(Source records)

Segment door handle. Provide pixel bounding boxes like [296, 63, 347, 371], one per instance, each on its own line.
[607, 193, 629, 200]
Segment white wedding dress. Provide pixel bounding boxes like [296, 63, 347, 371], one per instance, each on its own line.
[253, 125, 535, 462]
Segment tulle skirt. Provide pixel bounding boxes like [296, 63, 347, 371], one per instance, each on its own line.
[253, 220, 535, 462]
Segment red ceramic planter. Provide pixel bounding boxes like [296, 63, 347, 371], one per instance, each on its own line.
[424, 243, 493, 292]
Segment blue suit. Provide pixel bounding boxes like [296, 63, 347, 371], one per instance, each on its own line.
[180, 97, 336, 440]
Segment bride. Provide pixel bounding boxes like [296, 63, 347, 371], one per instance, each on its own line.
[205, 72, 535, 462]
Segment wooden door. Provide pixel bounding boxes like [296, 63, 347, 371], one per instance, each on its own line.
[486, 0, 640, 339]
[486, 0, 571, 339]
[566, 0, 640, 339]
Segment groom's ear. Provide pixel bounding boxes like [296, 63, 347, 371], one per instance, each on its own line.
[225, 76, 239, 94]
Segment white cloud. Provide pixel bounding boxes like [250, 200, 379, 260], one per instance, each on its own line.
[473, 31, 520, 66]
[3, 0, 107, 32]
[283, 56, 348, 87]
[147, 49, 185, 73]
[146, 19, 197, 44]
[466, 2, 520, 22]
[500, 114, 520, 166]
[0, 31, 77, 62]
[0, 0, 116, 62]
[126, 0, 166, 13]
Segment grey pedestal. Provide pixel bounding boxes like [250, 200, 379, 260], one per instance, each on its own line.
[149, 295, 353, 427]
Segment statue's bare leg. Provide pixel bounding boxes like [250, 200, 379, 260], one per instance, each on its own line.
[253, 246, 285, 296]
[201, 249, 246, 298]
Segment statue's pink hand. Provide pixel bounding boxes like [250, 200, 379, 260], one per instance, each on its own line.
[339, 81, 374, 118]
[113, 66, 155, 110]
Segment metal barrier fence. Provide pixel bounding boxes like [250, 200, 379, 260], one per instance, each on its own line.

● What is required
All of the data, start to finish: please output it exactly.

● Solution for this exercise
Segment door handle. Provide pixel bounding boxes like [296, 63, 347, 371], one per instance, each on its own line.
[607, 193, 629, 200]
Segment white wedding dress. Provide pixel bounding boxes like [296, 63, 347, 371], one per instance, each on its own line.
[253, 125, 535, 462]
Segment tulle skirt. Provide pixel bounding boxes like [296, 63, 347, 371], one per instance, each on its own line.
[253, 220, 535, 462]
Segment red ceramic planter. Provide pixel bounding boxes like [296, 63, 347, 371], one per instance, each on its own line.
[424, 243, 493, 292]
Segment blue suit. Provide pixel bounding boxes like [296, 63, 347, 371], one per instance, each on its own line.
[180, 97, 336, 440]
Segment bride. Provide pixel bounding boxes like [296, 63, 347, 371], one per instance, each on its own line.
[205, 72, 535, 462]
Segment wooden door. Provide pixel bounding boxes like [296, 63, 347, 371], one per instance, each on its own line.
[486, 0, 640, 339]
[486, 0, 571, 339]
[566, 0, 640, 339]
Segment groom's ear. Provide pixel bounding boxes like [296, 63, 347, 371], one per instance, each on its own line.
[225, 76, 239, 94]
Segment white cloud. Provide pixel bounding boxes like [250, 200, 379, 260], one per instance, each on its own line.
[473, 31, 520, 66]
[3, 0, 107, 32]
[283, 56, 348, 87]
[147, 49, 185, 73]
[146, 19, 197, 44]
[466, 2, 520, 22]
[500, 114, 520, 166]
[0, 31, 77, 62]
[0, 0, 116, 62]
[126, 0, 166, 13]
Segment grey pedestal. Provide pixel bounding boxes like [250, 200, 379, 260], one per instance, each on its own line.
[149, 295, 353, 427]
Segment statue's bare leg. Provide pixel bounding boxes like [250, 200, 379, 260], one per instance, each on its own line.
[253, 246, 285, 296]
[201, 249, 246, 298]
Segment statue's pink hand. Provide pixel bounding boxes like [250, 200, 379, 260], one per instance, each on its own line.
[339, 81, 374, 118]
[113, 66, 155, 110]
Segment metal barrier fence. Provide pixel bounding boxes like [250, 200, 379, 260], one per instance, each on its own line.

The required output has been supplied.